[Coordinate annotation entries]
------

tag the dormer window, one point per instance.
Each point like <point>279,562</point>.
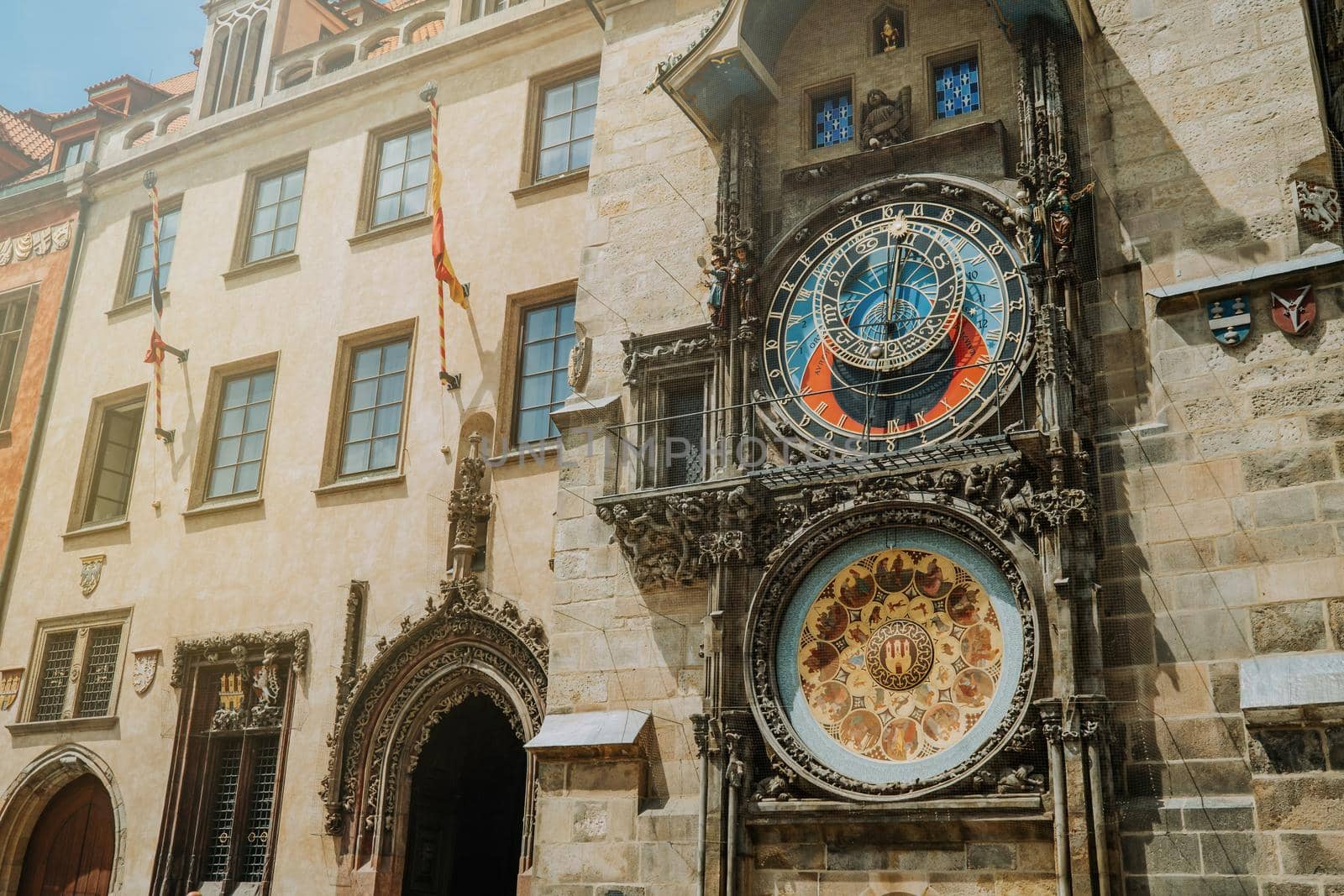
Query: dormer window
<point>77,150</point>
<point>235,54</point>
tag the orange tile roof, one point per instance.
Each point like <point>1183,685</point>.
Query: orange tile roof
<point>178,85</point>
<point>24,137</point>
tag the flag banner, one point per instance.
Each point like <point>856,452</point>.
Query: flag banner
<point>444,271</point>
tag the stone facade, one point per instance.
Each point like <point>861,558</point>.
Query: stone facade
<point>1166,511</point>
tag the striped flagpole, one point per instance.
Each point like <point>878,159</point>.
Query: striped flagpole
<point>444,271</point>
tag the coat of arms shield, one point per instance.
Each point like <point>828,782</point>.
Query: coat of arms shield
<point>1230,318</point>
<point>1294,309</point>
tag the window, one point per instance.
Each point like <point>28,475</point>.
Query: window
<point>17,309</point>
<point>543,369</point>
<point>832,117</point>
<point>76,152</point>
<point>118,441</point>
<point>241,436</point>
<point>222,810</point>
<point>80,668</point>
<point>373,432</point>
<point>275,219</point>
<point>956,87</point>
<point>143,255</point>
<point>564,132</point>
<point>480,8</point>
<point>401,184</point>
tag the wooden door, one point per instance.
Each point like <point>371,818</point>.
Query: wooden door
<point>71,848</point>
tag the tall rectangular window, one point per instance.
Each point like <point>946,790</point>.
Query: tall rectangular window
<point>13,336</point>
<point>241,434</point>
<point>543,369</point>
<point>143,262</point>
<point>373,430</point>
<point>228,766</point>
<point>401,184</point>
<point>275,219</point>
<point>80,668</point>
<point>956,87</point>
<point>564,127</point>
<point>76,152</point>
<point>832,117</point>
<point>114,463</point>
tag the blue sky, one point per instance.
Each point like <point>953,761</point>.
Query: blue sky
<point>54,49</point>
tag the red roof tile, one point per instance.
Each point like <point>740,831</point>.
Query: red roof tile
<point>178,85</point>
<point>24,137</point>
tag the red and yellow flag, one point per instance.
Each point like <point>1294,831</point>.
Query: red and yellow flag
<point>444,271</point>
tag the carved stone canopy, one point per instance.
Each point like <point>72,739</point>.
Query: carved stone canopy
<point>467,645</point>
<point>793,560</point>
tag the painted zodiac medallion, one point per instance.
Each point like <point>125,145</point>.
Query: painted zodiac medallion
<point>900,654</point>
<point>900,663</point>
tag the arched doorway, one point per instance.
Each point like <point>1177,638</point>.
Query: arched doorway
<point>467,805</point>
<point>71,846</point>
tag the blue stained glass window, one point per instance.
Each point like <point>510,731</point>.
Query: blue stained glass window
<point>832,120</point>
<point>956,87</point>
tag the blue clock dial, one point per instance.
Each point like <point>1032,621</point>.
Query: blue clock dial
<point>897,327</point>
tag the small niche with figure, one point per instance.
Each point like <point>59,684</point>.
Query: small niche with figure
<point>889,31</point>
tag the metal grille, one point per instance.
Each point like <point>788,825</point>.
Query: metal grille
<point>55,676</point>
<point>100,671</point>
<point>260,812</point>
<point>222,815</point>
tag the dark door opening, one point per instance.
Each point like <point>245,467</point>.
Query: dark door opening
<point>71,848</point>
<point>467,806</point>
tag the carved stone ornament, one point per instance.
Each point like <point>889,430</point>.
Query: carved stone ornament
<point>671,351</point>
<point>1316,206</point>
<point>674,539</point>
<point>464,647</point>
<point>37,244</point>
<point>91,573</point>
<point>773,598</point>
<point>144,668</point>
<point>239,647</point>
<point>581,359</point>
<point>10,681</point>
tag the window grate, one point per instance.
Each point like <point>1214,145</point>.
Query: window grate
<point>55,676</point>
<point>260,813</point>
<point>100,671</point>
<point>222,815</point>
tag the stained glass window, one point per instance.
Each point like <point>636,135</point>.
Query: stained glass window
<point>956,87</point>
<point>832,118</point>
<point>548,338</point>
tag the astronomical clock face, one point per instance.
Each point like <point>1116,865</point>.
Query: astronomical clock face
<point>900,660</point>
<point>898,327</point>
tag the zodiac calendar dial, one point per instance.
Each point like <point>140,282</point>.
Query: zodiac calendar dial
<point>900,656</point>
<point>898,327</point>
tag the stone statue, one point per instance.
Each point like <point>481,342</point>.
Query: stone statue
<point>890,35</point>
<point>716,278</point>
<point>886,121</point>
<point>743,280</point>
<point>1059,212</point>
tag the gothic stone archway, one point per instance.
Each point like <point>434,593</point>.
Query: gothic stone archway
<point>465,647</point>
<point>34,790</point>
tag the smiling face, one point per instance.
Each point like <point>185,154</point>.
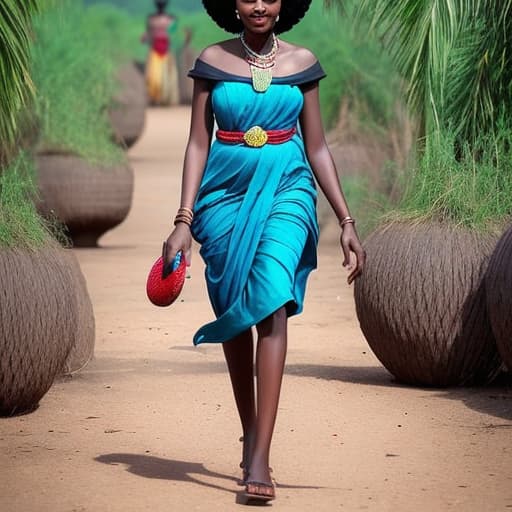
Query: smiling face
<point>258,16</point>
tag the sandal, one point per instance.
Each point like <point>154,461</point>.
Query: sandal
<point>259,491</point>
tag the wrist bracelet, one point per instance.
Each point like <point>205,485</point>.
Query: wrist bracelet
<point>184,215</point>
<point>347,220</point>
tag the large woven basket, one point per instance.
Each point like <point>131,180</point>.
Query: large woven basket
<point>40,323</point>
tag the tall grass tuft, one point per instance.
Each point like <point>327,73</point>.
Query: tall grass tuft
<point>74,66</point>
<point>20,225</point>
<point>472,189</point>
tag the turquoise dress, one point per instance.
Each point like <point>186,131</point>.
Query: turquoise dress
<point>255,211</point>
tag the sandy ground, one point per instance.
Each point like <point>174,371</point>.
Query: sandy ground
<point>150,424</point>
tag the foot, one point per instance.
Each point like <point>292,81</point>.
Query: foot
<point>259,491</point>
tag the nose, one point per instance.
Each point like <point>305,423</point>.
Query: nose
<point>259,6</point>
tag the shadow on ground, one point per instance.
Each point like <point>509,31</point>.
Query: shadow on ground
<point>148,466</point>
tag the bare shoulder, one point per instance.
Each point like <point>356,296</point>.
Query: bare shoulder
<point>296,57</point>
<point>216,53</point>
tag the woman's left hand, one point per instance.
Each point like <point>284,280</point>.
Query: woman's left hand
<point>350,243</point>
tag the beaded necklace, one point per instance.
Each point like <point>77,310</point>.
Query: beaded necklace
<point>261,64</point>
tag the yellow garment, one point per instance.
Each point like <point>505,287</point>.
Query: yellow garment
<point>162,79</point>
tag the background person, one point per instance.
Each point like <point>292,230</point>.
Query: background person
<point>161,70</point>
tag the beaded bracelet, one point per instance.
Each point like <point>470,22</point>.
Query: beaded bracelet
<point>184,215</point>
<point>347,220</point>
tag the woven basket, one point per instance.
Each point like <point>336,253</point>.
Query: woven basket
<point>88,199</point>
<point>421,304</point>
<point>39,321</point>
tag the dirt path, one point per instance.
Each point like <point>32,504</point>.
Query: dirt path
<point>151,425</point>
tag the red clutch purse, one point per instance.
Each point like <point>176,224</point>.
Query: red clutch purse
<point>163,291</point>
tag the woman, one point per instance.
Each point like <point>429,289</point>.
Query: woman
<point>161,70</point>
<point>250,199</point>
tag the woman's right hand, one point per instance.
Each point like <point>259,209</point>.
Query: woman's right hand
<point>179,240</point>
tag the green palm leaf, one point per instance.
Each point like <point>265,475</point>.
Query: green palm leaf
<point>15,83</point>
<point>455,56</point>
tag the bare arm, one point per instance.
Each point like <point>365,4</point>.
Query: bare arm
<point>196,154</point>
<point>327,177</point>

------

- Written request
Please retype the lines starting with the line containing "tag the woven basket, one point per instance." and going on through the end of the records.

- Result of the task
tag the woven basket, one point per instance.
Each point like <point>336,253</point>.
Query: woven basket
<point>88,199</point>
<point>421,304</point>
<point>39,321</point>
tag the dirt path, one point per instance.
Each point like <point>32,504</point>.
Query: dirt path
<point>151,425</point>
tag the red clutch purse, one point per instance.
Each point like <point>176,224</point>.
Query: red clutch purse
<point>163,291</point>
tag the woman, one point per instance.
Each point like <point>429,289</point>.
Query: woman
<point>161,70</point>
<point>250,199</point>
tag the woman's right hand, one point per instance.
Each point like <point>259,209</point>.
Query: woman's right hand
<point>179,240</point>
tag the green palm leaf, one point per instance.
Each point like <point>265,475</point>.
Query: green palm leaf
<point>15,83</point>
<point>455,56</point>
tag the bare arm, one point per instance.
Each point like <point>365,4</point>.
Query: bare arm
<point>196,154</point>
<point>327,177</point>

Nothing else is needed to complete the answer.